**Information shown**.
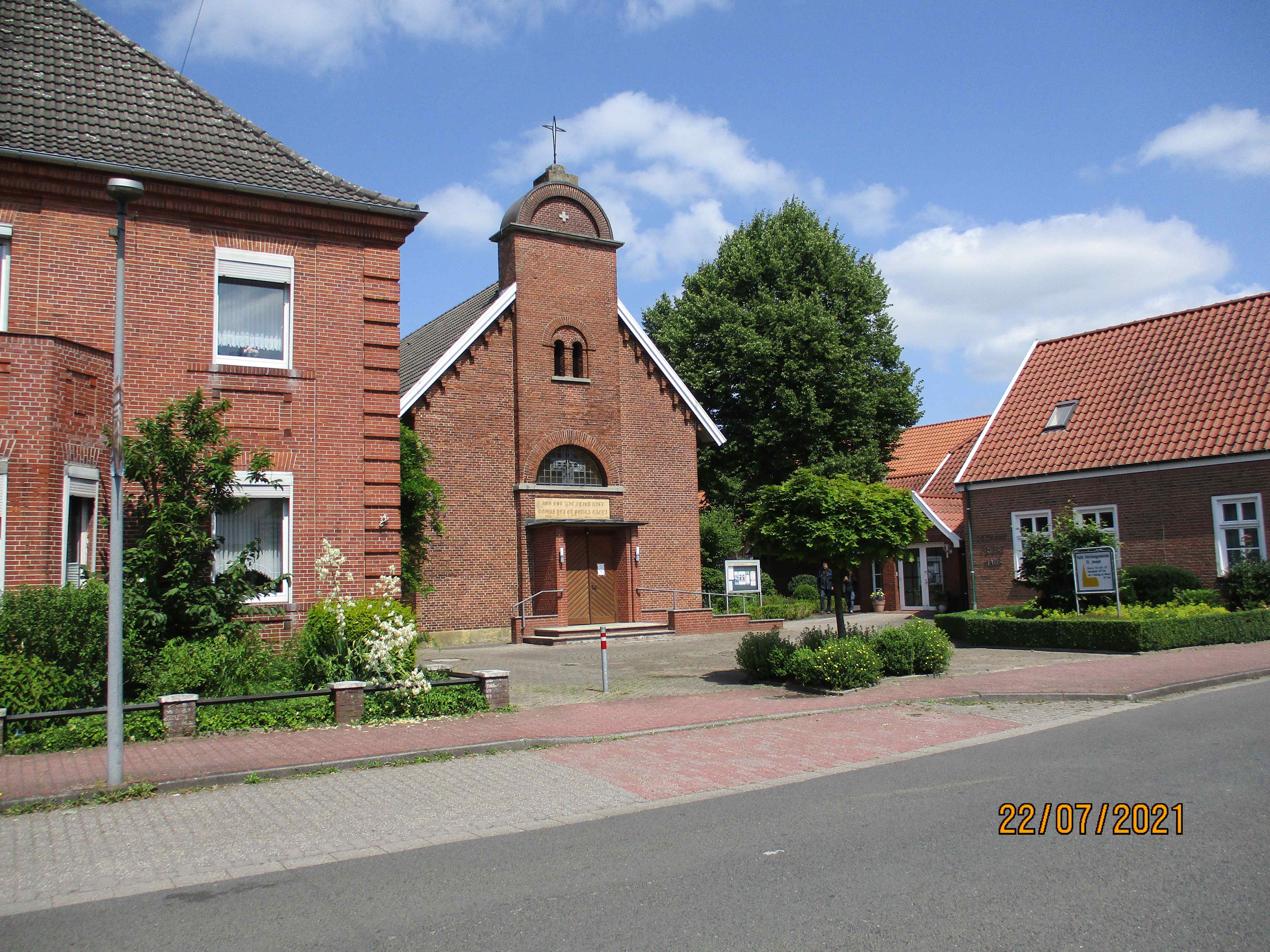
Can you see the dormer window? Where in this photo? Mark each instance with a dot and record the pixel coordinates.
(1062, 414)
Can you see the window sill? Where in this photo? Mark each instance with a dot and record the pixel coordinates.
(549, 488)
(249, 370)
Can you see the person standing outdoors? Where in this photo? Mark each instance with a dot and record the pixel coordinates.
(825, 582)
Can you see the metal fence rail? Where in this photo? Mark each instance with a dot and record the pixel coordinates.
(206, 701)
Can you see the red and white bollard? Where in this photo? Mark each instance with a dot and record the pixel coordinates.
(604, 656)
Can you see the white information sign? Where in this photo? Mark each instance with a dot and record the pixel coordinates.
(742, 577)
(1095, 570)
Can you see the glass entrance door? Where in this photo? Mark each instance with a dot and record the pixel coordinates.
(921, 582)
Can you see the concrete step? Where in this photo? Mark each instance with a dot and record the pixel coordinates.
(572, 634)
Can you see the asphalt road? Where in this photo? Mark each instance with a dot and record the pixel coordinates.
(897, 857)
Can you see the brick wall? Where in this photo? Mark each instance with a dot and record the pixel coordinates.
(331, 419)
(1165, 517)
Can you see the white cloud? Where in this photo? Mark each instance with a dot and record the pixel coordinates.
(1235, 141)
(657, 159)
(463, 214)
(323, 35)
(872, 210)
(647, 15)
(988, 292)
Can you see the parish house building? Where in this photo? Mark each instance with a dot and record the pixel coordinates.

**Written task**. Convert the data, from its beginning through the line containing "(1165, 517)" inclusive, into a JSON list of strings with one string per line and no blank lines. Omit the pictures.

**Answer**.
[
  "Can you see the dormer window? Where in this photo? Mark each instance with a dot and record the pixel coordinates.",
  "(1062, 414)",
  "Can you see the window sill? Where in this photo? Mark each instance with a dot and record the pixel coordinates.",
  "(549, 488)",
  "(249, 370)",
  "Can you see the person standing outdoors? Where in this photo? Mark each instance with a dot and record the pixel coordinates.",
  "(825, 582)",
  "Can you see the metal fence rail? Where in this photo? Mark each instance with a dot and record the pixel coordinates.",
  "(206, 701)",
  "Can you see the red and white bollard? Where in this photo? Mark each instance with a dot and record the pixel coordinates.",
  "(604, 656)",
  "Can you see the white information sign? Where in this photo? Mark each instance with a dot and record the pixel coordinates.",
  "(742, 577)",
  "(1095, 570)",
  "Can you see the glass entrance door? Where in this photo? Mark each instance with a dot and record the pixel coordinates.",
  "(921, 582)",
  "Can you see the concrete step? Where in this photo? Mark each instance with a dot and record the pixel coordinates.",
  "(572, 634)",
  "Can you see the asphalt road? Where in this photo? Mark each instance with a dot and record the pixel coordinates.",
  "(897, 857)",
  "Can you see the brick wall? Where in this photo? Mark each instance with a dot and record the pixel coordinates.",
  "(331, 419)",
  "(1165, 517)"
]